:: Position annotation records ::
## Begin

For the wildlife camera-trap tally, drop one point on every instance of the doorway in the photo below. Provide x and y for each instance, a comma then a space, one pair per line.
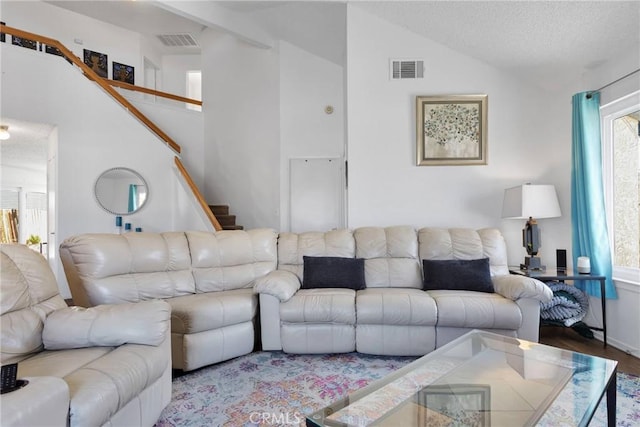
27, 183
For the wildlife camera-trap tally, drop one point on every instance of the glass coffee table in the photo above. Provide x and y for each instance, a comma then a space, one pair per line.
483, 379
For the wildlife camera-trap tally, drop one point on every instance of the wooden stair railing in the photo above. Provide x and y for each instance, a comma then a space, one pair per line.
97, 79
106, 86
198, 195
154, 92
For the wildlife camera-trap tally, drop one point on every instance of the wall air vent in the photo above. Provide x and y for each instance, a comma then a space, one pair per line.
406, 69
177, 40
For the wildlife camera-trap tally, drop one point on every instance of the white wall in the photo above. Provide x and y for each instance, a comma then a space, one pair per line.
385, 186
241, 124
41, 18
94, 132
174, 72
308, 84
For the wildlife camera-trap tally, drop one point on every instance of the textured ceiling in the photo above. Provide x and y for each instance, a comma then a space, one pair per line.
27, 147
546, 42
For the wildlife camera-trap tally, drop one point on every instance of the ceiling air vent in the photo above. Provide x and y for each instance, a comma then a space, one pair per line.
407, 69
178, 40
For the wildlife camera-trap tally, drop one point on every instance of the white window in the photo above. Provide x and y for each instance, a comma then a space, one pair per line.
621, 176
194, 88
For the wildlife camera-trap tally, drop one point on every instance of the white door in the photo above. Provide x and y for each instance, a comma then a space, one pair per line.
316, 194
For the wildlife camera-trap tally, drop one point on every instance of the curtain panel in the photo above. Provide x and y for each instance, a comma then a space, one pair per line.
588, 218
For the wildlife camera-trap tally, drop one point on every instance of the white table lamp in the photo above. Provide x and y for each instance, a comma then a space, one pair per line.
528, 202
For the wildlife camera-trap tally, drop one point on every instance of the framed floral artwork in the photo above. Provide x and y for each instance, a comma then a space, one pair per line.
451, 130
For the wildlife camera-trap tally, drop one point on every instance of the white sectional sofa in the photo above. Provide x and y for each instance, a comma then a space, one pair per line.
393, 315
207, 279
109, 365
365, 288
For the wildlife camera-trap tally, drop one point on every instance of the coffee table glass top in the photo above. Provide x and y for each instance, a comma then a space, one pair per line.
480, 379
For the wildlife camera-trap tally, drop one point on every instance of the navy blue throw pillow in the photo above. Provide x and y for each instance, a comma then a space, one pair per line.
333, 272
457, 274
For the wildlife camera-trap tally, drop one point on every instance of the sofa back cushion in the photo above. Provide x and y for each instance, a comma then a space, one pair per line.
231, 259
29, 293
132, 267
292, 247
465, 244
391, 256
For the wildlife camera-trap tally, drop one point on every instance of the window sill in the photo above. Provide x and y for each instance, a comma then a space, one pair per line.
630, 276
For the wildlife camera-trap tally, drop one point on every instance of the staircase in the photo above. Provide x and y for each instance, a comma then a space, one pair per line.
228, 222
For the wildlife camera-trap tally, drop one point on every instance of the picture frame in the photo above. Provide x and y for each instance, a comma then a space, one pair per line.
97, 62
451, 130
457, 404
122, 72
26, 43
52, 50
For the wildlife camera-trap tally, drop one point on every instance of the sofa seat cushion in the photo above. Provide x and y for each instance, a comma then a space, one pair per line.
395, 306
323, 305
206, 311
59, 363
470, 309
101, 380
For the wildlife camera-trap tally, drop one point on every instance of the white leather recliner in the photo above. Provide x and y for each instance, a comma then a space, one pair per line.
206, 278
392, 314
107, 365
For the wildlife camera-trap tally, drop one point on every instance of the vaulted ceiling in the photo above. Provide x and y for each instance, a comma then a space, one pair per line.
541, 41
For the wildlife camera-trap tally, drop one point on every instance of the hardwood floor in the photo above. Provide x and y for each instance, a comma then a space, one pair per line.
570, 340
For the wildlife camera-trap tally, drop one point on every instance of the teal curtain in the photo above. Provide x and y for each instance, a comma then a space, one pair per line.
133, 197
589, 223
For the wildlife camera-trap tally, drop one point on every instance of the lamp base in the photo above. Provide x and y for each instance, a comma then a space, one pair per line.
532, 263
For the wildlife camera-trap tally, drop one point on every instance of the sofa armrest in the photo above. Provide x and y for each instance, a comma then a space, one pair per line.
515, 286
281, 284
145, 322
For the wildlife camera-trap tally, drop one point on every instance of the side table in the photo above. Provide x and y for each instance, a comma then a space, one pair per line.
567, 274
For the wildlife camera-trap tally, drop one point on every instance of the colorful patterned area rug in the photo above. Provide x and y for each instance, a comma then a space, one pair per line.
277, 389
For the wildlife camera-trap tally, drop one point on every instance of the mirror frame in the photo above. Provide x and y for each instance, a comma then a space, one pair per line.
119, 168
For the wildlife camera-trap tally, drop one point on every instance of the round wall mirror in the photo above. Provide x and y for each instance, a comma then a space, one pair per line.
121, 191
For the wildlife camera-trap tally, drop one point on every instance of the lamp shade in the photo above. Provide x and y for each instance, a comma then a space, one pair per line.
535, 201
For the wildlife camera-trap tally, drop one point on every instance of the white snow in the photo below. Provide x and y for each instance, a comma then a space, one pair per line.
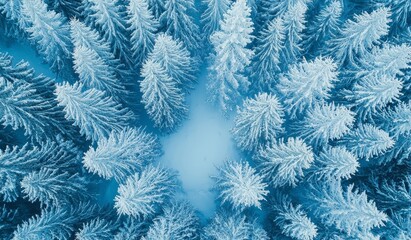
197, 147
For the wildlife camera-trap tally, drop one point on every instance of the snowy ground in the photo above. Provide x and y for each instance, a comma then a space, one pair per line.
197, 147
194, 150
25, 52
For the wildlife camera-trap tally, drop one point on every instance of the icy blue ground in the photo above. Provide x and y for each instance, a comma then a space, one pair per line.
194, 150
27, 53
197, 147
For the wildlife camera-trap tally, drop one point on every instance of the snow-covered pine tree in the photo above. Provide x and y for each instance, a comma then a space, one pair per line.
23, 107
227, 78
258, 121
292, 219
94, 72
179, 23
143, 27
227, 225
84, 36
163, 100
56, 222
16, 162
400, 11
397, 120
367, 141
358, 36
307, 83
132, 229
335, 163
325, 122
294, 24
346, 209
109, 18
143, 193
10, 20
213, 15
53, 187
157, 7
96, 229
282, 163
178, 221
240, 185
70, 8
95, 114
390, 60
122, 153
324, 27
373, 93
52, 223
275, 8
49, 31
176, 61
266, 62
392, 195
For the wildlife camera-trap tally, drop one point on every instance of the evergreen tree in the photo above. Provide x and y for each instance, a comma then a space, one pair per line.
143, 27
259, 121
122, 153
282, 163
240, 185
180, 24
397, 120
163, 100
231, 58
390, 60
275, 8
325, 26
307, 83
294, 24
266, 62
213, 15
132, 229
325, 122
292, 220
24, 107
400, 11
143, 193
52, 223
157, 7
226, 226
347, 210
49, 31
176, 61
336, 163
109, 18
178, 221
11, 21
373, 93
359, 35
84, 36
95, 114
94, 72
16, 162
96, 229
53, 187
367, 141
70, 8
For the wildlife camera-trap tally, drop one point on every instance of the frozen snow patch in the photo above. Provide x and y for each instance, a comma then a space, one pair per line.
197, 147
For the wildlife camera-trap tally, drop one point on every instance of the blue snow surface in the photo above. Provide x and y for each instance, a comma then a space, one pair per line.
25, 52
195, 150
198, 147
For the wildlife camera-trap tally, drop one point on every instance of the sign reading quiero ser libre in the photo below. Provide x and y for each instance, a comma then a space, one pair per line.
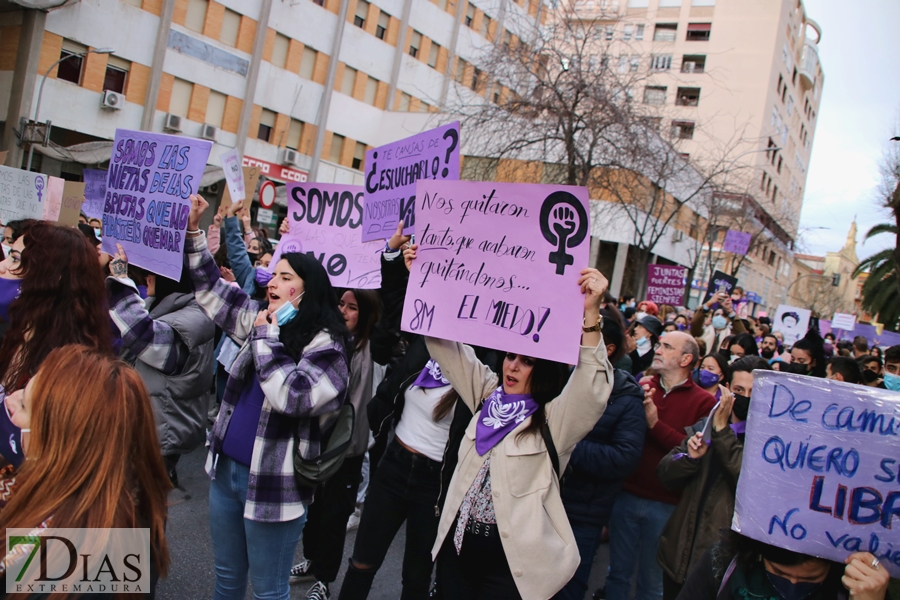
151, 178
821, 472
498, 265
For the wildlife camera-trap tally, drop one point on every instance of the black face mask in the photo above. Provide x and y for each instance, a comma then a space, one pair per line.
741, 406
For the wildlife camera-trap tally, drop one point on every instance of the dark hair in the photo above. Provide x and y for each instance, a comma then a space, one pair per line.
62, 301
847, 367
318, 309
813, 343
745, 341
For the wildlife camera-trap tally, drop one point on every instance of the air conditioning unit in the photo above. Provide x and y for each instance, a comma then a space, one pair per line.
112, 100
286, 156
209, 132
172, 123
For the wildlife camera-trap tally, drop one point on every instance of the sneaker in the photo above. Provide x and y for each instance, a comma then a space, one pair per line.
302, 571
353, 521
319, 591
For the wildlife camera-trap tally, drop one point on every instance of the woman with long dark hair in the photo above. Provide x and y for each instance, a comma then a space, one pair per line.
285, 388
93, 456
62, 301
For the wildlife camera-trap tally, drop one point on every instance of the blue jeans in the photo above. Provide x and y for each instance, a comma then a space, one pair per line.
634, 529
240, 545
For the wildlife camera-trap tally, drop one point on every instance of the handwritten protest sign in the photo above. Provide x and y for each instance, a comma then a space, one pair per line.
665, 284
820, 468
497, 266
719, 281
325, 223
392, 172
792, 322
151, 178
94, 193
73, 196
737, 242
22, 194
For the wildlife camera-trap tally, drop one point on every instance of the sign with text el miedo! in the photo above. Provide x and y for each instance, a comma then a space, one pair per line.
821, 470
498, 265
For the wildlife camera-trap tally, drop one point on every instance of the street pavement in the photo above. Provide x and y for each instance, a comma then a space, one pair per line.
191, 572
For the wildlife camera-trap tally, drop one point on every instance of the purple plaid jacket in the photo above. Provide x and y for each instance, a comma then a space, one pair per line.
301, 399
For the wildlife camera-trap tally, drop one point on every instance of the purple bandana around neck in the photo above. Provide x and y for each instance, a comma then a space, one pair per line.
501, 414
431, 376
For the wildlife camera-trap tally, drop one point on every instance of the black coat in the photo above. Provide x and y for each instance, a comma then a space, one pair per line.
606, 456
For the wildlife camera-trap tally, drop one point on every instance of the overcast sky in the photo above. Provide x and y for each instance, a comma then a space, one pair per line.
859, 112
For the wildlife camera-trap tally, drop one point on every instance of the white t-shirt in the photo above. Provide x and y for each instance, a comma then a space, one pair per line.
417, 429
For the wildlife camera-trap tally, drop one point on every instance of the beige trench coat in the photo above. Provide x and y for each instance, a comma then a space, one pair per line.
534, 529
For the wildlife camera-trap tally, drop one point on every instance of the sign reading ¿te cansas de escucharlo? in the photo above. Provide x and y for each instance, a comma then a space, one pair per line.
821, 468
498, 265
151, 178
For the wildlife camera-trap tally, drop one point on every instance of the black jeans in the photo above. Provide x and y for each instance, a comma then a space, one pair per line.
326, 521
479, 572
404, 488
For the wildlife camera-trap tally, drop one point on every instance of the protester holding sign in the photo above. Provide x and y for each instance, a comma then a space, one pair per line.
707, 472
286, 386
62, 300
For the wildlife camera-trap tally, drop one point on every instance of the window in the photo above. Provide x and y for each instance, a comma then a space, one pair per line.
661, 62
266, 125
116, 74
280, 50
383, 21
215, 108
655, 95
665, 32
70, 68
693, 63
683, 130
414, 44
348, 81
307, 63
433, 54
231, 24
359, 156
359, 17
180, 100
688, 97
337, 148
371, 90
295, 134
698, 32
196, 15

## End

:: Problem requirements ::
Reproduce, unchanged, everything from the line containing "the black jeans" down to the end of the material.

:: Solution to this exercise ::
For the wildlife camera-trap tally, drop one point on every instance of the black jeans in the photo above. Provide x and y for each instance, a comma then a space, one pair per line.
326, 521
479, 572
404, 488
For the wildlife camera-trap tally, drop one point on every instance of the protester holding sign in the photo above. Provide x and y for each instance, a comma then a space, one pair per line.
707, 472
286, 386
62, 300
For the wildlife camera-trap tally, drop one point on every instance of the window in the photo above. Provide x and y for each instance, a comma then a space, one pair per line.
661, 62
266, 125
116, 74
280, 50
383, 21
215, 108
655, 95
665, 32
70, 68
693, 63
683, 130
414, 44
348, 81
307, 63
433, 54
231, 24
359, 156
359, 17
180, 100
688, 97
337, 148
371, 90
295, 134
698, 32
196, 15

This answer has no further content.